Texto para leer
----

Los enemigos de la Libertad



Los enemigos de la Libertad
Ezequiel Eiben
Agosto 2013


Breve explicación sobre la obra 
Mi ensayo “Los enemigos de la Libertad” se refiere, como su título indica, a quiénes son los detractores y opositores de la Libertad en cuanto valor deseable y derecho natural del hombre.
Los enemigos de la Libertad están identificados en el eje Estado-gobierno-políticos estatistas. El texto explica cómo por medio de sus monopolios artificiales de la fuerza y de las decisiones de última ratio, regulaciones y prohibiciones, expansión del aparato burocrático sobre la vida privada de los ciudadanos, y el ejercicio de un poder verticalista a través del cual dan órdenes e imponen sus metas en las agendas de todos, restringen la libertad individual y bloquean las posibilidades de desarrollo humano.

----

(Fragmentos del conjunto de datos de etiquetado de puntos)
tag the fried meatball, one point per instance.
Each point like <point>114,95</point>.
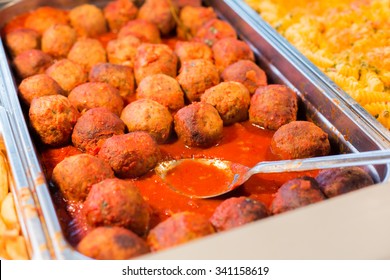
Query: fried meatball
<point>119,12</point>
<point>146,31</point>
<point>131,155</point>
<point>178,229</point>
<point>94,94</point>
<point>334,182</point>
<point>123,50</point>
<point>163,89</point>
<point>87,52</point>
<point>213,31</point>
<point>58,39</point>
<point>67,74</point>
<point>52,118</point>
<point>112,243</point>
<point>43,17</point>
<point>198,125</point>
<point>75,175</point>
<point>37,86</point>
<point>237,211</point>
<point>300,139</point>
<point>22,39</point>
<point>31,62</point>
<point>120,77</point>
<point>88,20</point>
<point>150,116</point>
<point>296,193</point>
<point>154,59</point>
<point>247,73</point>
<point>195,76</point>
<point>273,106</point>
<point>231,99</point>
<point>193,50</point>
<point>116,202</point>
<point>94,127</point>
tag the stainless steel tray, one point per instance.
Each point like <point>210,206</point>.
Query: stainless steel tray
<point>348,131</point>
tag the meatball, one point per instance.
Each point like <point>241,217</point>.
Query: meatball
<point>230,50</point>
<point>94,94</point>
<point>162,89</point>
<point>112,243</point>
<point>37,86</point>
<point>213,31</point>
<point>154,59</point>
<point>123,50</point>
<point>22,39</point>
<point>75,175</point>
<point>300,139</point>
<point>58,39</point>
<point>338,181</point>
<point>237,211</point>
<point>52,118</point>
<point>247,73</point>
<point>119,12</point>
<point>94,127</point>
<point>146,31</point>
<point>150,116</point>
<point>116,202</point>
<point>120,77</point>
<point>231,99</point>
<point>273,106</point>
<point>131,155</point>
<point>296,193</point>
<point>88,20</point>
<point>198,125</point>
<point>87,52</point>
<point>178,229</point>
<point>31,62</point>
<point>67,74</point>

----

Tareas
• a. Transcribe del ensayo sobre los enemigos de la Libertad el fragmento que empieza con las palabras que incluyen "Breve explicación sobre" y termina con "natural del hombre.".
• b. Responde según el ensayo sobre los enemigos de la Libertad:
(i) ¿Qué fecha figura debajo del nombre del autor?
(ii) ¿En qué eje se identifica a los enemigos de la Libertad?
(iii) ¿Cómo se considera la Libertad en la primera frase de la explicación sobre la obra?

Resultados del ejercicio
• a.
Breve explicación sobre la obra 
Mi ensayo “Los enemigos de la Libertad” se refiere, como su título indica, a quiénes son los detractores y opositores de la Libertad en cuanto valor deseable y derecho natural del hombre.

• b.
(i) Agosto 2013.
(ii) En el eje Estado-gobierno-políticos estatistas.
(iii) Como valor deseable y derecho natural del hombre.